SET TASK 1: Identify every line in the listing below that contains the string "pickup", and copy each such line.

DOCUMENT:
---
It is not the lonely spirit, striving by Art for redemption into Nature, that can frame the Art-work of the Future; only the spirit of Fellowship, fulfilled by Life, can bring this work to pass. But yet the lonely one can prefigure it to himself; and the thing that saves his preconception from becoming a mere idle fancy, is the very character of his striving,-his striving after Nature. The mind that casts back longing eyes to Nature, and therefore goes a-hungering in the modern Present, sees not alone in Nature's great sum-total, but also in the human nature that history lays before it, the types by whose observing it may reconcile itself with life in general. It recognises in this nature a type for all the Future, already shown in narrower bounds; to widen out these bounds to broadest compass, rests on the imaginative faculty of its nature-craving instinct.
Two cardinal moments of his development lie clear before us in the history of Man: the generic national, and the unnational universal. If we still look forward to the Future for the completion of the second evolutionary step, yet in the Past we have the rounded-off conclusion of the first set clear as day before our eyes. To what a pitch man once- so far as, governed by generic ancestry, by community of mother-tongue, by similarity of climate, and the natural surroundings of a common fatherland, he yielded himself unconsciously to the influence of Nature-to what a pitch man once was able to unfold himself beneath these welnigh directly moulding influences, we have certainly full reason to acknowledge with most heartfelt thanks. It is in the natural customs of all peoples, so far as they embrace the normal man, and even of those decried as most uncultured, that we first learn the truth of human nature in its full nobility, and in its real beauty. Not one true virtue has any Religion soever taken into itself as its god's command, but it was already self-included in these natural customs; not one genuine idea of human right has the later civilised State developed-though, alas, to the point of complete distortion!-but it already found its sure expression in them; not one veritable discovery for the common weal has later Culture made her own-with arrogant ingratitude!-but she derived it from the fruits of the homely understanding of the stewards of those customs.
---
Data records
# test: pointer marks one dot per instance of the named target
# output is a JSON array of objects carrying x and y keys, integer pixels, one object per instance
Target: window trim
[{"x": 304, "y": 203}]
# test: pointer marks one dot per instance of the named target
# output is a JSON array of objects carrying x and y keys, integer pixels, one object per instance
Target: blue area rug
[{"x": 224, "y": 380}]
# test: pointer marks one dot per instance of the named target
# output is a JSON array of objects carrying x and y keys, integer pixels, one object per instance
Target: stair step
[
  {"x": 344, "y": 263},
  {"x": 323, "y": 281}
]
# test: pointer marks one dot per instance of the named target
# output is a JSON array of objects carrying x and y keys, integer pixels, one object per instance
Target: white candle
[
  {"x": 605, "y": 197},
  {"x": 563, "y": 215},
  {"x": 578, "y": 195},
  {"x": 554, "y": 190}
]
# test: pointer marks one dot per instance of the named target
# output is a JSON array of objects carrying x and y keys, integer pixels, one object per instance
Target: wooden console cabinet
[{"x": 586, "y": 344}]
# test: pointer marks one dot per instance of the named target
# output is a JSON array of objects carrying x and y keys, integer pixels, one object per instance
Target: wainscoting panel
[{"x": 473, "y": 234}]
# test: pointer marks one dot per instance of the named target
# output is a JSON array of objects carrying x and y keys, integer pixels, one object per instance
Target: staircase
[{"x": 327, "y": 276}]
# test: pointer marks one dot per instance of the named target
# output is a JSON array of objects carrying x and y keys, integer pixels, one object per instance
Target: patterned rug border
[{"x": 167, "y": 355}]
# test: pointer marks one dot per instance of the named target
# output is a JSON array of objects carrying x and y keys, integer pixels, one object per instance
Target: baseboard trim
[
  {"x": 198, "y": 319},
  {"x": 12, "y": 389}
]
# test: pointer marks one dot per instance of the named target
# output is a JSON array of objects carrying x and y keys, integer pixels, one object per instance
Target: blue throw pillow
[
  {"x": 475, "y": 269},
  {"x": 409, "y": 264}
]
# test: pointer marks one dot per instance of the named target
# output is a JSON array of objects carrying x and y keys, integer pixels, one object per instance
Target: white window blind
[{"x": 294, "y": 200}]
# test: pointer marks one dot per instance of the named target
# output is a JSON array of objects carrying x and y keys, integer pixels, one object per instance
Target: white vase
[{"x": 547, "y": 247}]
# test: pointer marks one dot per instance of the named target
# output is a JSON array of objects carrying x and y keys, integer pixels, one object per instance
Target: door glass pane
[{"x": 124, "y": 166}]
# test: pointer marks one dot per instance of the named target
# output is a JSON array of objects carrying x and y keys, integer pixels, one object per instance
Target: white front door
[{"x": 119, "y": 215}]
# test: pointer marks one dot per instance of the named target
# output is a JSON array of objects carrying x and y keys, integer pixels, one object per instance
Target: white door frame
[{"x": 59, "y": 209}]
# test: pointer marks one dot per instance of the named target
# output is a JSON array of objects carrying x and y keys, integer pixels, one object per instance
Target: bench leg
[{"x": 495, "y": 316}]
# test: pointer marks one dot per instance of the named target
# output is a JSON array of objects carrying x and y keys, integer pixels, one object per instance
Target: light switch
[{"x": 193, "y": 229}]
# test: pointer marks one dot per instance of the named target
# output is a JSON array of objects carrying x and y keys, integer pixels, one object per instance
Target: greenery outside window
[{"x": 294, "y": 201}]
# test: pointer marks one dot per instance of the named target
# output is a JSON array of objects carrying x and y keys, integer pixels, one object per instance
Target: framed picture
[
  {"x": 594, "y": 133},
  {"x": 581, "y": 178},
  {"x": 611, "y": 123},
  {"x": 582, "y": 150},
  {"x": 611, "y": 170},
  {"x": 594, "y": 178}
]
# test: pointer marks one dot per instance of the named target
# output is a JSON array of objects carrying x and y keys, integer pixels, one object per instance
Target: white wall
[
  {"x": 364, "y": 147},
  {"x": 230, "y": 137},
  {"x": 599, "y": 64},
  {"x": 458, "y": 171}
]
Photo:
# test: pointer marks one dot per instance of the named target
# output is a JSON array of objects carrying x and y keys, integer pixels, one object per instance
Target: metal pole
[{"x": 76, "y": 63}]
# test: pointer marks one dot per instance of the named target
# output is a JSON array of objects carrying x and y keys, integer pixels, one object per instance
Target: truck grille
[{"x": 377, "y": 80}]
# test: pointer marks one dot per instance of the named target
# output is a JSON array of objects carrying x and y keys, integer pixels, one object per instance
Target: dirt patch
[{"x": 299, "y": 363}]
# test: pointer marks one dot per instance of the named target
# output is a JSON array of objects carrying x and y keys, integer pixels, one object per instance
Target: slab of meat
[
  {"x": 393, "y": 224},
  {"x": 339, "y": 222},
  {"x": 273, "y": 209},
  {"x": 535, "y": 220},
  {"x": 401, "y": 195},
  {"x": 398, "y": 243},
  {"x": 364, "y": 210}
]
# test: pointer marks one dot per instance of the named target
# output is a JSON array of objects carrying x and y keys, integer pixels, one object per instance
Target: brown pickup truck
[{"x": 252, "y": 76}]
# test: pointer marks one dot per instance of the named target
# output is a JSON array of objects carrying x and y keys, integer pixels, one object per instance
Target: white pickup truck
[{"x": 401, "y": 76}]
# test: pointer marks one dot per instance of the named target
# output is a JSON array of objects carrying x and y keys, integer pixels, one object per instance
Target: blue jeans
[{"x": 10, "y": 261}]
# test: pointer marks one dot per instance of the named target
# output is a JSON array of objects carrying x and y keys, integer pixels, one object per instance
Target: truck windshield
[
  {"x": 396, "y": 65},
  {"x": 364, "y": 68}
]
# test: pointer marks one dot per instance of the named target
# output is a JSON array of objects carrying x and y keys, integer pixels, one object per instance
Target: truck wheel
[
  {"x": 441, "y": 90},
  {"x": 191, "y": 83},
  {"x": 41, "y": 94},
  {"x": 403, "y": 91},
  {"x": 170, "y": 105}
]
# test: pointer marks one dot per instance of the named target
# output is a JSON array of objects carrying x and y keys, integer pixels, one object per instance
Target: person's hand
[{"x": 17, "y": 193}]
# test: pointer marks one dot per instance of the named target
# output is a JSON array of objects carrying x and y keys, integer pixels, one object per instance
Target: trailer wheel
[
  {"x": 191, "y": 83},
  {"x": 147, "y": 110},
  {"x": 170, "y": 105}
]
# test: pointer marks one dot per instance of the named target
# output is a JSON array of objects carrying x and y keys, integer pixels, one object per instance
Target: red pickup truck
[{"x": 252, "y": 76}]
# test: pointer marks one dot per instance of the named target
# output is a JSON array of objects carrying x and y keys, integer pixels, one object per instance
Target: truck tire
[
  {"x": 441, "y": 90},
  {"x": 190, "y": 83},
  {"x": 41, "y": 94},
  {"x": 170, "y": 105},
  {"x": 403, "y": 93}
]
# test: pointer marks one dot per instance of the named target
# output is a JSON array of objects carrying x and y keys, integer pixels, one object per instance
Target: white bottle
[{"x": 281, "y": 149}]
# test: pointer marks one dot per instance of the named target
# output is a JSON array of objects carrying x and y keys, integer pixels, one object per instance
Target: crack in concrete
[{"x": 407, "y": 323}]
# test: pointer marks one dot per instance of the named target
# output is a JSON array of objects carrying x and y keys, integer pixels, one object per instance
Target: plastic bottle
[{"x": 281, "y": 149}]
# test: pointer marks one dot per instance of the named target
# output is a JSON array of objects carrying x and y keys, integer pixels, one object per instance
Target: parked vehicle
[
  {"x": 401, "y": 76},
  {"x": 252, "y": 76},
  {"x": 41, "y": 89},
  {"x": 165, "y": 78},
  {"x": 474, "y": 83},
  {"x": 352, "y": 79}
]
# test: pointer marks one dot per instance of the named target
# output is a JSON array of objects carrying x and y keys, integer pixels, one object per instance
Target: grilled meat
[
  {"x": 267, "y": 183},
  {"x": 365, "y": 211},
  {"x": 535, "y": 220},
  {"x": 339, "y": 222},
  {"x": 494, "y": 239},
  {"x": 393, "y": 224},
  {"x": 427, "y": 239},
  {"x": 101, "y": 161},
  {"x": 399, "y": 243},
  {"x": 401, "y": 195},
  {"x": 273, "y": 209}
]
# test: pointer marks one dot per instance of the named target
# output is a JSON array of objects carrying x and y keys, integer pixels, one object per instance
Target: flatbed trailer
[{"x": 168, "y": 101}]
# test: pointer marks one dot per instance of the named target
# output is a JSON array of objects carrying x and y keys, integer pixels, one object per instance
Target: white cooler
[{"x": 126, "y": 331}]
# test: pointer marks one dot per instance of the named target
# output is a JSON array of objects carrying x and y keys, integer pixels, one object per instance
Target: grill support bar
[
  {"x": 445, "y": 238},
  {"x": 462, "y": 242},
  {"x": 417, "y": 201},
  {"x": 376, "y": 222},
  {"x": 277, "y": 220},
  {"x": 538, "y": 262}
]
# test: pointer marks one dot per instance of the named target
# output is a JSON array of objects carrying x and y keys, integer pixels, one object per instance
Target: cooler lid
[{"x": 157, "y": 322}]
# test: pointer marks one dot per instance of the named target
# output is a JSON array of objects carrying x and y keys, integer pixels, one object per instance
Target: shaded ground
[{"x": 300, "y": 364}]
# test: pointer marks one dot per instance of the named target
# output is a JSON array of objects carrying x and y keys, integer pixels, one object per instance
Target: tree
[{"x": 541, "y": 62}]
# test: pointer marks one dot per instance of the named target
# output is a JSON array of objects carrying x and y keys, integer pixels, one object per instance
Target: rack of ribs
---
SET TASK 2: Print the entire passage on Nature and the Art-work of the Future above, word for word.

COMPLETE ANSWER 1:
Target: brown pickup truck
Target: white pickup truck
Target: red pickup truck

COMPLETE ANSWER 2:
It is not the lonely spirit, striving by Art for redemption into Nature, that can frame the Art-work of the Future; only the spirit of Fellowship, fulfilled by Life, can bring this work to pass. But yet the lonely one can prefigure it to himself; and the thing that saves his preconception from becoming a mere idle fancy, is the very character of his striving,-his striving after Nature. The mind that casts back longing eyes to Nature, and therefore goes a-hungering in the modern Present, sees not alone in Nature's great sum-total, but also in the human nature that history lays before it, the types by whose observing it may reconcile itself with life in general. It recognises in this nature a type for all the Future, already shown in narrower bounds; to widen out these bounds to broadest compass, rests on the imaginative faculty of its nature-craving instinct.
Two cardinal moments of his development lie clear before us in the history of Man: the generic national, and the unnational universal. If we still look forward to the Future for the completion of the second evolutionary step, yet in the Past we have the rounded-off conclusion of the first set clear as day before our eyes. To what a pitch man once- so far as, governed by generic ancestry, by community of mother-tongue, by similarity of climate, and the natural surroundings of a common fatherland, he yielded himself unconsciously to the influence of Nature-to what a pitch man once was able to unfold himself beneath these welnigh directly moulding influences, we have certainly full reason to acknowledge with most heartfelt thanks. It is in the natural customs of all peoples, so far as they embrace the normal man, and even of those decried as most uncultured, that we first learn the truth of human nature in its full nobility, and in its real beauty. Not one true virtue has any Religion soever taken into itself as its god's command, but it was already self-included in these natural customs; not one genuine idea of human right has the later civilised State developed-though, alas, to the point of complete distortion!-but it already found its sure expression in them; not one veritable discovery for the common weal has later Culture made her own-with arrogant ingratitude!-but she derived it from the fruits of the homely understanding of the stewards of those customs.